■ Exercises to complete
- a) Reproduce everything in the Git speed post from "All quotes marked" down to "so much faster.".
- b) List every web address given in the Git speed post.

■ Text block
╔══

Why Git is so fast (was: Re: Eric Sink's blog - notes on git, dscms and a "whole product" approach)

Jakub Narebski <jnareb@xxxxxxxxx> · Thu, 30 Apr 2009 05:17:58 -0700 (PDT)

Jakub Narebski <jnareb@xxxxxxxxx> writes:

> Martin Langhoff <martin.langhoff@xxxxxxxxx> writes:
> 
> > Eric Sink hs been working on the (commercial, proprietary) centralised
> > SCM Vault for a while. He's written recently about his explorations
> > around the new crop of DSCMs, and I think it's quite interesting.

[...]

> > So here's the blog -  http://www.ericsink.com/

[...]
> *  "Mercurial, Subversion, and Wesley Snipes"
> >   http://www.ericsink.com/entries/hg_denzel.html
> 
> which I will comment now.  The 'ES>' prefix means quoting above blog
> post.

[...]
> ES> * The one where I speculate cluelessly about why Git is so fast
> 
> where Eric guesses instead of asking on git mailing list or #git
> channel... ;-)

This issue is interesting: what features and what design decision
make Git fast? One of the goals of Git was good performance; are
we there?

All quotes marked 'es> ' below are from "Why is Git so Fast?" post
http://www.ericsink.com/entries/why_is_git_fast.html

es> One:  Maybe Git is fast simply because it's a DVCS.
es>
es> There's probably some truth here.  One of the main benefits touted
es> by the DVCS fanatics is the extra performance you get when
es> everything is "local".

This is I think quite obvious.  Accessing memory is faster than
acessing disk, which in turn is faster than accessing network.  So if
commit and (change)log does not require access to server via network,
they are so much faster.

BTW. that is why Subversion stores along working copy 'pristine'
versions of files: to make status and diff fast enough to be usable.

╚══

■ Listing

╔══

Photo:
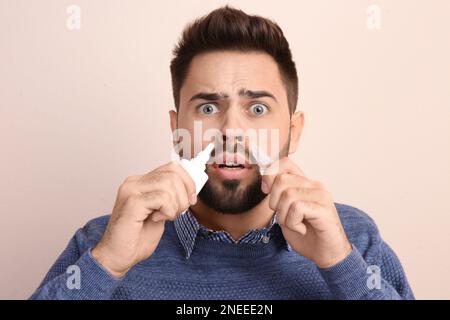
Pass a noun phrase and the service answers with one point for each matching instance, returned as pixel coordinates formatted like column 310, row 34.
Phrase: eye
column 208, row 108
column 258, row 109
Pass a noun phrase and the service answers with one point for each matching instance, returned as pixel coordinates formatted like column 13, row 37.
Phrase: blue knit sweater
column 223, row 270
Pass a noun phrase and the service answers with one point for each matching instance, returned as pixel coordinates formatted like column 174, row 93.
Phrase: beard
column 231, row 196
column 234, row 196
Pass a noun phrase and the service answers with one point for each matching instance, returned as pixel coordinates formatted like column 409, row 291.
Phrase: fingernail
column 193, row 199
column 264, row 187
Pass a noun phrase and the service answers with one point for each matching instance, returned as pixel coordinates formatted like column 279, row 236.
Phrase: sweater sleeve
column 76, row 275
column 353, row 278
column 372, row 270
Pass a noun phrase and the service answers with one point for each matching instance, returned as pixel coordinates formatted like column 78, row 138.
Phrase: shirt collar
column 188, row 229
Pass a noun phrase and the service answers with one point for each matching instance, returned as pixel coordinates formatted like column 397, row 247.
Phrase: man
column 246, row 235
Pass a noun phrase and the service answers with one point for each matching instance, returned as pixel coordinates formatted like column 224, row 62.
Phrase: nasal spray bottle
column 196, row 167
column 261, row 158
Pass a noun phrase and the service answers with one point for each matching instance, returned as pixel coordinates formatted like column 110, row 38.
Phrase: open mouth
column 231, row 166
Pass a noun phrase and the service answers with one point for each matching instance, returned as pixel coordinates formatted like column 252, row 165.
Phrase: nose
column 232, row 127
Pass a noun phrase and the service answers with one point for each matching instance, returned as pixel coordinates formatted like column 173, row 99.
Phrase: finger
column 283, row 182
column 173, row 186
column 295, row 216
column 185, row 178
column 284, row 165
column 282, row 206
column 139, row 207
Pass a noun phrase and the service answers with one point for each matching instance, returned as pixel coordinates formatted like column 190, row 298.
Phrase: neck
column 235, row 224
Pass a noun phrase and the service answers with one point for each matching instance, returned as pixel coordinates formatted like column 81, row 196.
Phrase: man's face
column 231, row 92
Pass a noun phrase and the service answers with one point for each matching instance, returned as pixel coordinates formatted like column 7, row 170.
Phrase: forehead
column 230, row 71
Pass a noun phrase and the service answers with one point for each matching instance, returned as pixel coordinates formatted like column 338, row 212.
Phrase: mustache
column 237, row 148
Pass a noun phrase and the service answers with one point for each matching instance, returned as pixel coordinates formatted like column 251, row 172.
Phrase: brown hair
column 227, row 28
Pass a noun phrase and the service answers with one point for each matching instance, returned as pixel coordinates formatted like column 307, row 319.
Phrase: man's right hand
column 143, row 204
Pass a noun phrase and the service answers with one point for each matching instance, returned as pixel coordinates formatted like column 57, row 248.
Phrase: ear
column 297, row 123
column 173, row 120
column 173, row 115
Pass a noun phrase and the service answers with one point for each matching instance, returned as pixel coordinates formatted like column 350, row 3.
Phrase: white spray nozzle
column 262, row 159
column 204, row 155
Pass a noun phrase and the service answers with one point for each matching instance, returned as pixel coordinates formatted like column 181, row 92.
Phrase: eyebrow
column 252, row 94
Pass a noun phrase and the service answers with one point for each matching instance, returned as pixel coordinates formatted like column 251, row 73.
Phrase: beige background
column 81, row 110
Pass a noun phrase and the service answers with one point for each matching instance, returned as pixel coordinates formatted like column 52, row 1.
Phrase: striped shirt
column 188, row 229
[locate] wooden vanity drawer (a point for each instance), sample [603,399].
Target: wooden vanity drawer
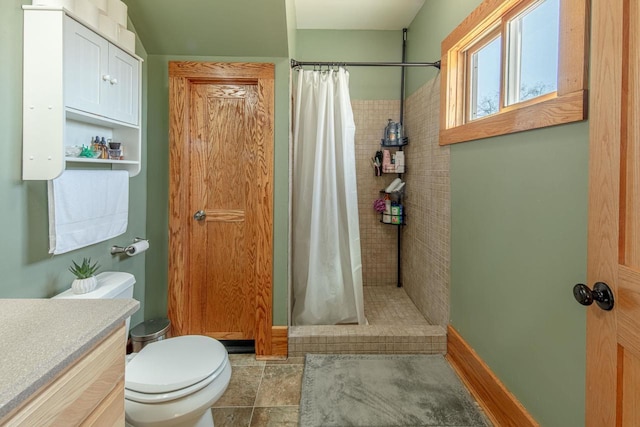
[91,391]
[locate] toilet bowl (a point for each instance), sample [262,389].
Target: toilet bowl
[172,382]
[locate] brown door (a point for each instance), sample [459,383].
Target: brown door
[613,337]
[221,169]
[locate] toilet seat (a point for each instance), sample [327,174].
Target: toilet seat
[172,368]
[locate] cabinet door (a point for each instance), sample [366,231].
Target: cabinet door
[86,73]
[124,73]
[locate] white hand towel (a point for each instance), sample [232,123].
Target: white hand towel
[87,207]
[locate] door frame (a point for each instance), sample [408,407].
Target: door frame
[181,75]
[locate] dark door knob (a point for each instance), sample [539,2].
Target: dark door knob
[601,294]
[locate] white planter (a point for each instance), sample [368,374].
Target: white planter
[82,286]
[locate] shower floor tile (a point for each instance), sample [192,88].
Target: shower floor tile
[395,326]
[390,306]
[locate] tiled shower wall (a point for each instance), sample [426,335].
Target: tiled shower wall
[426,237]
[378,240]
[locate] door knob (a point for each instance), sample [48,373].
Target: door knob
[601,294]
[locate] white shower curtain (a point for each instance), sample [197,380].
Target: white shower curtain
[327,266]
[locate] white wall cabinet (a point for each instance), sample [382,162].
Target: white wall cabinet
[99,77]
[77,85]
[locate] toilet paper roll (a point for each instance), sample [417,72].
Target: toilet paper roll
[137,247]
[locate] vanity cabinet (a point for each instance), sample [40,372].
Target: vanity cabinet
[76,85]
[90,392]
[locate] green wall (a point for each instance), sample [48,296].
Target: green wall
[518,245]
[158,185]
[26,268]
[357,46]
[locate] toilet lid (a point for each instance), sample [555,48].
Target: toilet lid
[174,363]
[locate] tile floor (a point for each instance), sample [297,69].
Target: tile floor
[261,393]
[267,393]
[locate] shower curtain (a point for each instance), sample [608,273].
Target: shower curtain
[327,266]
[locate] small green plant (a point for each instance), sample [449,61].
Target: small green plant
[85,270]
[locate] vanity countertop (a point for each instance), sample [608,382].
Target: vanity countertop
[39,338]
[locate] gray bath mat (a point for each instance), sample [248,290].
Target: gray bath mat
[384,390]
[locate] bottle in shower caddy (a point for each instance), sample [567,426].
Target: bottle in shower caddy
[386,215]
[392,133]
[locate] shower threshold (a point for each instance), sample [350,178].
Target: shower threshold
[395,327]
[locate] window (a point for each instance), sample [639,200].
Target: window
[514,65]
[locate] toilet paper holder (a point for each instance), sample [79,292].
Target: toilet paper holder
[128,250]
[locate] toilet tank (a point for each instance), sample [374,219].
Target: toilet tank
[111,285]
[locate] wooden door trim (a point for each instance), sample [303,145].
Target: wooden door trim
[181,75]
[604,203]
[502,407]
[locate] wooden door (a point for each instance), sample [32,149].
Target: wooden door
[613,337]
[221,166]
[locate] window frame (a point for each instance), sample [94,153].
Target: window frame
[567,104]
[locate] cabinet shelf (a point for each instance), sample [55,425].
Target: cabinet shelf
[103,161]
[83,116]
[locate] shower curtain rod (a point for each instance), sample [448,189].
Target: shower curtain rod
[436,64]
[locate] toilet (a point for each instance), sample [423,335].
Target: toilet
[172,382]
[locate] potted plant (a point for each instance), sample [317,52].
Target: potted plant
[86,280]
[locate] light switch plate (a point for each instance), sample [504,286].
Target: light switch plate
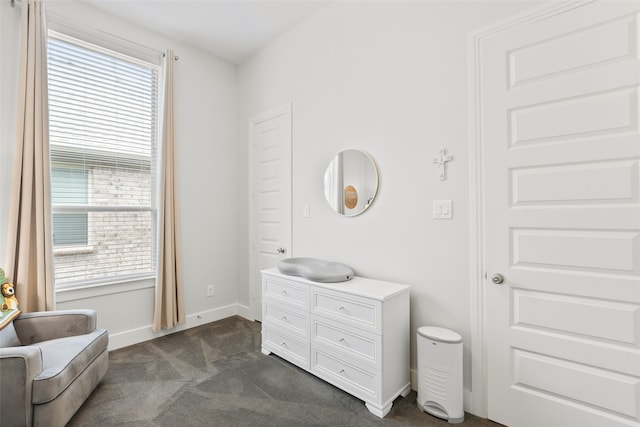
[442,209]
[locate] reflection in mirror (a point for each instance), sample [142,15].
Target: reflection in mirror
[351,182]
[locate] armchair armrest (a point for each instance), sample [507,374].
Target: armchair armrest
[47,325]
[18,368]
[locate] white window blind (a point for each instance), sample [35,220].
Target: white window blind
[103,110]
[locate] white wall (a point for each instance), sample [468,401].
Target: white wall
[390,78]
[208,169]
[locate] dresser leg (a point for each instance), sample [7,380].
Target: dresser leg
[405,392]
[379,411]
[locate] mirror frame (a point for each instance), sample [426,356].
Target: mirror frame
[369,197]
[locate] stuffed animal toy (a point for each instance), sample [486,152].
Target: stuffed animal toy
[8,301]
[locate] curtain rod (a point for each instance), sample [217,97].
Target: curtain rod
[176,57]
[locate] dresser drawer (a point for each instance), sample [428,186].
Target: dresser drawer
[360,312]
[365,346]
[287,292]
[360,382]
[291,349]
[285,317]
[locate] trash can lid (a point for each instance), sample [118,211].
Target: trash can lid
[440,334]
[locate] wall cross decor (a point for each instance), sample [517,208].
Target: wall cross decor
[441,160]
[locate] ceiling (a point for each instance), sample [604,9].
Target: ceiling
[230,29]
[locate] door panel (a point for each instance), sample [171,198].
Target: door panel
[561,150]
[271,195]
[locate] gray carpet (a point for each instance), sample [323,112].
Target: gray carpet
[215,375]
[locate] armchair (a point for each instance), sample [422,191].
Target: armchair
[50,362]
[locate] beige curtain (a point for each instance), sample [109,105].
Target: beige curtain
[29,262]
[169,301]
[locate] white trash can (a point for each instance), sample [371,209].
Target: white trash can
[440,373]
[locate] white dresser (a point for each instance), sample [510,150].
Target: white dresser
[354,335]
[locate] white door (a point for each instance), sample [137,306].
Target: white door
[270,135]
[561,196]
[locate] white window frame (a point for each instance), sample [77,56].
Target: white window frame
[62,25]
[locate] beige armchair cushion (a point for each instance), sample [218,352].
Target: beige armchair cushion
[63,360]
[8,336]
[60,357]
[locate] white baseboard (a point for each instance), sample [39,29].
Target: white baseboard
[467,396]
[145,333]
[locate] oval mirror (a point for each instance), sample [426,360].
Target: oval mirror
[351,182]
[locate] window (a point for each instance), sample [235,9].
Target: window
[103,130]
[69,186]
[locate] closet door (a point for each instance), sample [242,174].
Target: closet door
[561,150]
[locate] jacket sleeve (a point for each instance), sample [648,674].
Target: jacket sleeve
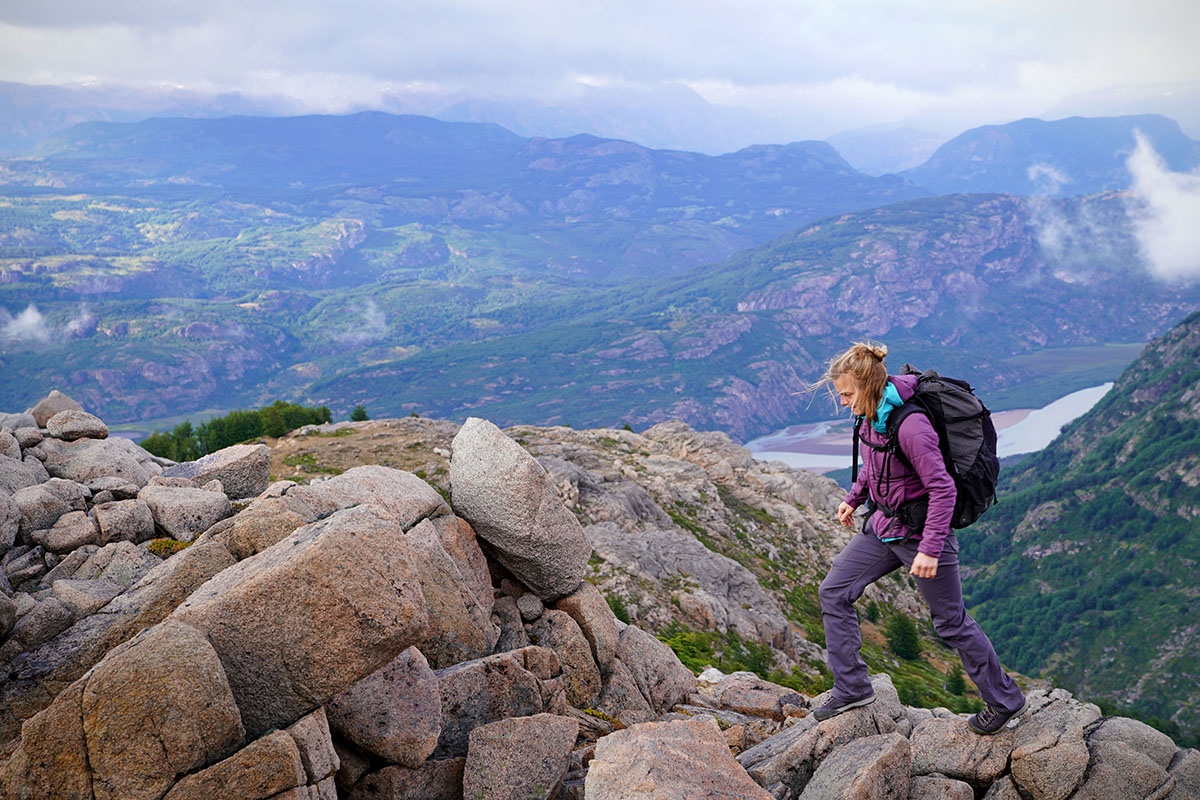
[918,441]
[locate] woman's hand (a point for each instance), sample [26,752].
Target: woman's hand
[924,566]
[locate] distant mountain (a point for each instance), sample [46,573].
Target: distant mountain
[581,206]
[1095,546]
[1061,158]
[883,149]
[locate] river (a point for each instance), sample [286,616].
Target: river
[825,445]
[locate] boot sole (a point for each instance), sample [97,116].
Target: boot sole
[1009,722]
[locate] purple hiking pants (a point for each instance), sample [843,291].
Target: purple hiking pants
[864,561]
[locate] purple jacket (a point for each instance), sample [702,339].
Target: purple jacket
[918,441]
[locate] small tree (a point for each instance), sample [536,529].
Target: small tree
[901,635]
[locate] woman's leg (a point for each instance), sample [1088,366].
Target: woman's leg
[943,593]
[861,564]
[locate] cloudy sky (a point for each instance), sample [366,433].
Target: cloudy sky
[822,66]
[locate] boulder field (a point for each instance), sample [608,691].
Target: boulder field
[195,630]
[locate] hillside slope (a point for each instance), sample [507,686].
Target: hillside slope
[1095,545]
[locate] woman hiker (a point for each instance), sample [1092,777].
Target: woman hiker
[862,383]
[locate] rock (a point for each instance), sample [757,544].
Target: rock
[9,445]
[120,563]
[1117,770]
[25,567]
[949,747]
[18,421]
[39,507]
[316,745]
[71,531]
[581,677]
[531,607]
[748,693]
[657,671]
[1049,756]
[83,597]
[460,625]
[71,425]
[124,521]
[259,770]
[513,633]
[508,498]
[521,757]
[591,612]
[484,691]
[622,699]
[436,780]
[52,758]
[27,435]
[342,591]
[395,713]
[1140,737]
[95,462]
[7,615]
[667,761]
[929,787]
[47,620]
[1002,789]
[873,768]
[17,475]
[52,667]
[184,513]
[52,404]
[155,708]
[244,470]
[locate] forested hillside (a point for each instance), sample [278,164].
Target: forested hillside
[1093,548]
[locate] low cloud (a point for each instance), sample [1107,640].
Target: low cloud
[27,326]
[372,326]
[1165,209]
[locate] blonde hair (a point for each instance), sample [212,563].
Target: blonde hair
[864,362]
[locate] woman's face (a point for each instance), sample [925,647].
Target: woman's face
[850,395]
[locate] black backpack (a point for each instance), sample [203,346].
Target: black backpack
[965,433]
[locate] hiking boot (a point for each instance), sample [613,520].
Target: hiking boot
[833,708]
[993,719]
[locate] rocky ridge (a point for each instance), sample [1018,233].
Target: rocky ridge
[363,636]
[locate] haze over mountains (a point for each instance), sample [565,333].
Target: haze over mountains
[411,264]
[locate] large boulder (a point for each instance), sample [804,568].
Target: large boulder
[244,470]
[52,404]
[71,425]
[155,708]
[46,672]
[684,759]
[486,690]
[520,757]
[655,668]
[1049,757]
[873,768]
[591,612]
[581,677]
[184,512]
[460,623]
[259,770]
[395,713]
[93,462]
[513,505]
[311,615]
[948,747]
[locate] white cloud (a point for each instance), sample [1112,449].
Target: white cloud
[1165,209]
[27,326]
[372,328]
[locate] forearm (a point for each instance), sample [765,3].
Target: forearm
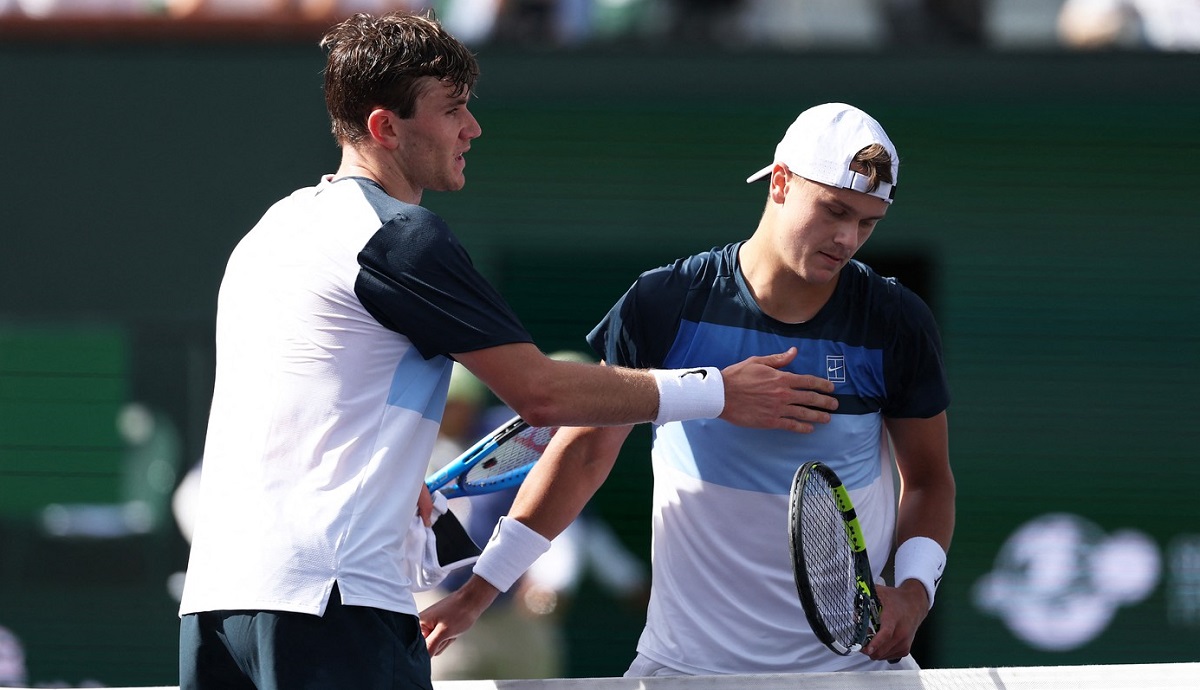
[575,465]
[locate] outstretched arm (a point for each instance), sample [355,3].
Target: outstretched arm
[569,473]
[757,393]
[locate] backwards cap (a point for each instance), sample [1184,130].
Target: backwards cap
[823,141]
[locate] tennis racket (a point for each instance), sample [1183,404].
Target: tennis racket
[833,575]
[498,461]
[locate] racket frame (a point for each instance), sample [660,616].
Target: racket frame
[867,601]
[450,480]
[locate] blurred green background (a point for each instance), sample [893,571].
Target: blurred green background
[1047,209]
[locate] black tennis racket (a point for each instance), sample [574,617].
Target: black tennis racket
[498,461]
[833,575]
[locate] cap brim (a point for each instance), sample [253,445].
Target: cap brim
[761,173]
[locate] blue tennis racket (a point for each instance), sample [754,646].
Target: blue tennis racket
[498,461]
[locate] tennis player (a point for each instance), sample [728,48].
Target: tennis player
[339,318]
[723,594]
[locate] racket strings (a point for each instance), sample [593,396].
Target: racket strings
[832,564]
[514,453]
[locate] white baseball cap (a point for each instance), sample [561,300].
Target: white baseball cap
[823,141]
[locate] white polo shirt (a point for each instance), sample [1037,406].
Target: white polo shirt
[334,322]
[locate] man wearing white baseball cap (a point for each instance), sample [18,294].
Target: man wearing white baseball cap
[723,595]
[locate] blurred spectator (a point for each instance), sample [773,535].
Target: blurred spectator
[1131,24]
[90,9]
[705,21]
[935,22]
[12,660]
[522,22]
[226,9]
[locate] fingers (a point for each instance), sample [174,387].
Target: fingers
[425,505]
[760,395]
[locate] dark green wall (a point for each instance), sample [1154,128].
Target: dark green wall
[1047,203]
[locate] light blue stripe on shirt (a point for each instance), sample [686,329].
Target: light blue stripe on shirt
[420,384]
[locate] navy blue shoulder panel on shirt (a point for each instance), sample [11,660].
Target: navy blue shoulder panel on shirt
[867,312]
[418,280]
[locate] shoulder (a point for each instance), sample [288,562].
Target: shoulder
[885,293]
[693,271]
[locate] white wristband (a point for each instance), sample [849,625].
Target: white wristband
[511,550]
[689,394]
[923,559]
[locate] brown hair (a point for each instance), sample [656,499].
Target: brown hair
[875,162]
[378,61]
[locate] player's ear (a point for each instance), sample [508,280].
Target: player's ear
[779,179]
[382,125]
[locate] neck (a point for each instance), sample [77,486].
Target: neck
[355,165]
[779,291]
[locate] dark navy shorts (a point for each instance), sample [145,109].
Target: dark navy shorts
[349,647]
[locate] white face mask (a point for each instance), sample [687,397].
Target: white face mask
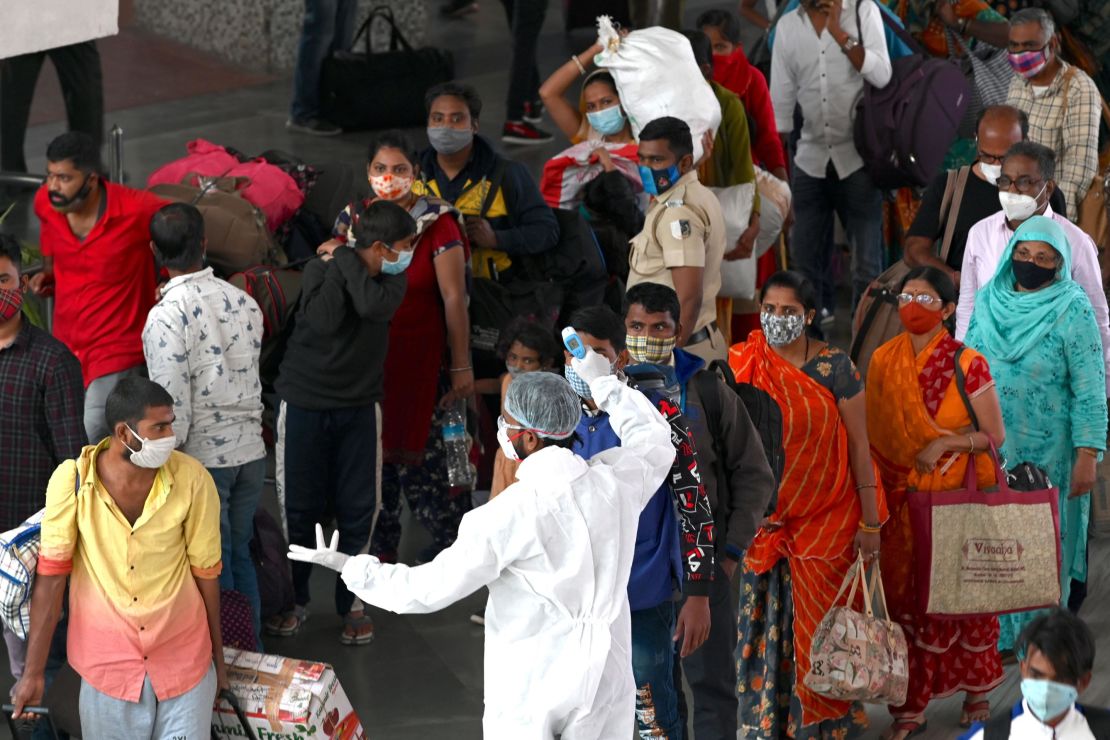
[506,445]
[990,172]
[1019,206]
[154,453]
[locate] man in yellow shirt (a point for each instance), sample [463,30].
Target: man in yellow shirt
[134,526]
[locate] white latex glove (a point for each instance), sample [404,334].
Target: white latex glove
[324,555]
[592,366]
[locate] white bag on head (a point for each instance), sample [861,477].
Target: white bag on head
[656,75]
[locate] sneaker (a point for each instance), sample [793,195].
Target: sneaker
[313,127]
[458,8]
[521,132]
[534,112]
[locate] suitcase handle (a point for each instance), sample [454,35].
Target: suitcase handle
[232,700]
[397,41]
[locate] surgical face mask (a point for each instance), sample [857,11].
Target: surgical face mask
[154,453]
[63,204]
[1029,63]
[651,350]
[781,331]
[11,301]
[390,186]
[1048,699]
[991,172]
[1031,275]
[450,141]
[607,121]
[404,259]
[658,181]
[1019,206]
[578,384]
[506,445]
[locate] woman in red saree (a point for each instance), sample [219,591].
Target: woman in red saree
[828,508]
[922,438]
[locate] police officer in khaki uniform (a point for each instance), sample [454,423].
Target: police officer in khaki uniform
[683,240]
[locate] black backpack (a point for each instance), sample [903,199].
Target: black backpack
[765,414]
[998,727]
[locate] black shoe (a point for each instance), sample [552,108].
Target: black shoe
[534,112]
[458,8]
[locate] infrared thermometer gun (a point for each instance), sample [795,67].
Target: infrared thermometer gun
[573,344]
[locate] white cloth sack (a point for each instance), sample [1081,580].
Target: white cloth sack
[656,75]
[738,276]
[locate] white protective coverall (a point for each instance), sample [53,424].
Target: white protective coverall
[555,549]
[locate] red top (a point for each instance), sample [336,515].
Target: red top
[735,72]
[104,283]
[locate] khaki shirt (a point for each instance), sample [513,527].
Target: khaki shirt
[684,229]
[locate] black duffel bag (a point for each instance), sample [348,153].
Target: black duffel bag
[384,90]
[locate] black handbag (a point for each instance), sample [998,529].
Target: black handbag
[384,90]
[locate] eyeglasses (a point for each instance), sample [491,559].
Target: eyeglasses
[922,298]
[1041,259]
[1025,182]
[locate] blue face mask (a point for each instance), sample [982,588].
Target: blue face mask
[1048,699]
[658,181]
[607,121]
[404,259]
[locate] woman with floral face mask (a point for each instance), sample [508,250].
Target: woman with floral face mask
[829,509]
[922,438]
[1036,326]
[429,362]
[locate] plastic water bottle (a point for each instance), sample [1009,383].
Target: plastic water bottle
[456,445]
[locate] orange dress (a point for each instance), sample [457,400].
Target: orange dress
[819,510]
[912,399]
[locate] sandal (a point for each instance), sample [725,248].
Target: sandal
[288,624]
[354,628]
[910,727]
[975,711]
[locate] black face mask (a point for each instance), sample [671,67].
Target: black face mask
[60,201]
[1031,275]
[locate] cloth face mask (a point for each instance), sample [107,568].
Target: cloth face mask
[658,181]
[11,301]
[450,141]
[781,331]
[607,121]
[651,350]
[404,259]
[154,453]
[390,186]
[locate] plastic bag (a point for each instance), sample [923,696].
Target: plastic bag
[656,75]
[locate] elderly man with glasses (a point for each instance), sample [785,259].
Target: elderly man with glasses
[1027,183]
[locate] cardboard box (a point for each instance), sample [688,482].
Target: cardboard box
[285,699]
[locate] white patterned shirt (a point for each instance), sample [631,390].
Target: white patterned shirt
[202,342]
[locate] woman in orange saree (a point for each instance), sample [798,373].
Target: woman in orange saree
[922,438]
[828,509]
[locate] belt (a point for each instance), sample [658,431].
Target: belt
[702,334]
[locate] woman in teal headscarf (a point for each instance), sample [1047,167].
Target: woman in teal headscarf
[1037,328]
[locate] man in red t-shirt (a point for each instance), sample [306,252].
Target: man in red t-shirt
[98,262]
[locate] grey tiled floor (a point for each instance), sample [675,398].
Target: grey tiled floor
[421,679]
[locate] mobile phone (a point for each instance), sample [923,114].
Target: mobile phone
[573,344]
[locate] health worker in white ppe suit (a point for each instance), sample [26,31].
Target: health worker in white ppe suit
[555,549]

╚══

■ Results for the exercise
- a)
All quotes marked 'es> ' below are from "Why is Git so Fast?" post
http://www.ericsink.com/entries/why_is_git_fast.html

es> One:  Maybe Git is fast simply because it's a DVCS.
es>
es> There's probably some truth here.  One of the main benefits touted
es> by the DVCS fanatics is the extra performance you get when
es> everything is "local".

This is I think quite obvious.  Accessing memory is faster than
acessing disk, which in turn is faster than accessing network.  So if
commit and (change)log does not require access to server via network,
they are so much faster.

- b)
http://www.ericsink.com/
http://www.ericsink.com/entries/hg_denzel.html
http://www.ericsink.com/entries/why_is_git_fast.html